## START Reading text

Put all deallocation logic in io_{read,write,send,recv}(), which will
leave the memory, if going async with -EAGAIN.

It also fixes a leak after failed io_alloc_async_ctx() in
io_{recv,send}_msg().

Signed-off-by: Pavel Begunkov <[email protected]>
---
fs/io_uring.c | 47 ++++++++++++-----------------------------------
1 file changed, 12 insertions(+), 35 deletions(-)

diff --git a/fs/io_uring.c b/fs/io_uring.c
index bff7a03e873f..ce3dbd2b1b5c 100644
--- a/fs/io_uring.c
+++ b/fs/io_uring.c
@@ -2143,17 +2143,6 @@ static int io_alloc_async_ctx(struct io_kiocb *req)
return req->io == NULL;
}

-static void io_rw_async(struct io_wq_work **workptr)

## END Reading text

* **Aim**
Reproduce the io_uring patch text above word for word, from its first line to its last.

## START Data

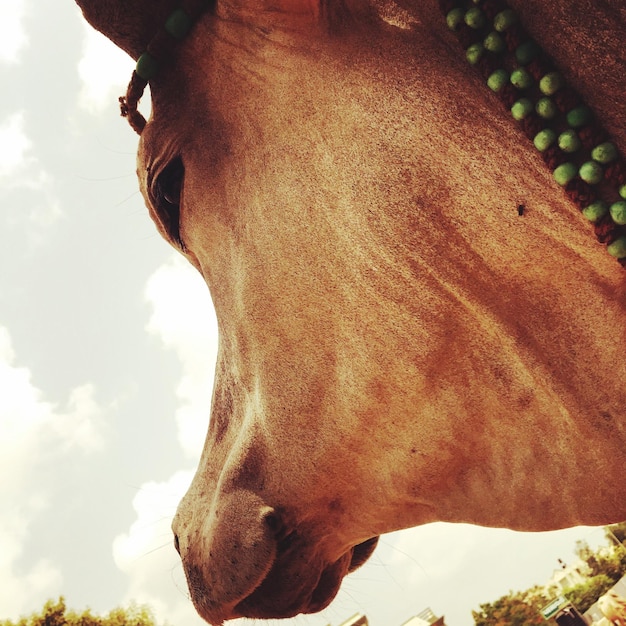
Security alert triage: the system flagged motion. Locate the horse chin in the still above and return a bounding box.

## END Data
## START Data

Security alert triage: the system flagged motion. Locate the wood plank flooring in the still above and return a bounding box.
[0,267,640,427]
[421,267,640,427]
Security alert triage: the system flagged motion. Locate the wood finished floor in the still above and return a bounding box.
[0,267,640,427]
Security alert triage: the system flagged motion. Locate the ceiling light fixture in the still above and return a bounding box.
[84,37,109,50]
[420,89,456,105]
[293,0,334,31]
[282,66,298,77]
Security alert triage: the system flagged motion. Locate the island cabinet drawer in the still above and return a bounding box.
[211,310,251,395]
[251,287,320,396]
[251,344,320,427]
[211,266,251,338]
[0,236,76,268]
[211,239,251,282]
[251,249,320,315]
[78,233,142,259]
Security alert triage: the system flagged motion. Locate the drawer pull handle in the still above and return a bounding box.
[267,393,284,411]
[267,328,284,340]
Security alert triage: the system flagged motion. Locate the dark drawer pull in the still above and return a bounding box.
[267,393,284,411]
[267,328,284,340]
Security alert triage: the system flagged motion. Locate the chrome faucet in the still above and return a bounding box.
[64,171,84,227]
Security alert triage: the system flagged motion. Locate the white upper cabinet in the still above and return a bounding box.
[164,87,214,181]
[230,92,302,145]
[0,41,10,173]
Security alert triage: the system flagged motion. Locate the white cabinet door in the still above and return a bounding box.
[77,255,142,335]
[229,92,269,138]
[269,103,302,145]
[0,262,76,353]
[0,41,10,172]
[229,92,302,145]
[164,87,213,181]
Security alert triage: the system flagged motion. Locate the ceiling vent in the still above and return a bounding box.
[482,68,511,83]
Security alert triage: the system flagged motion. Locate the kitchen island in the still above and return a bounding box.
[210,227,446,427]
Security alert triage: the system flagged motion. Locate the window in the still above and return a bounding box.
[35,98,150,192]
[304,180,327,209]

## END Data

* **Answer to this problem**
Put all deallocation logic in io_{read,write,send,recv}(), which will
leave the memory, if going async with -EAGAIN.

It also fixes a leak after failed io_alloc_async_ctx() in
io_{recv,send}_msg().

Signed-off-by: Pavel Begunkov <[email protected]>
---
fs/io_uring.c | 47 ++++++++++++-----------------------------------
1 file changed, 12 insertions(+), 35 deletions(-)

diff --git a/fs/io_uring.c b/fs/io_uring.c
index bff7a03e873f..ce3dbd2b1b5c 100644
--- a/fs/io_uring.c
+++ b/fs/io_uring.c
@@ -2143,17 +2143,6 @@ static int io_alloc_async_ctx(struct io_kiocb *req)
return req->io == NULL;
}

-static void io_rw_async(struct io_wq_work **workptr)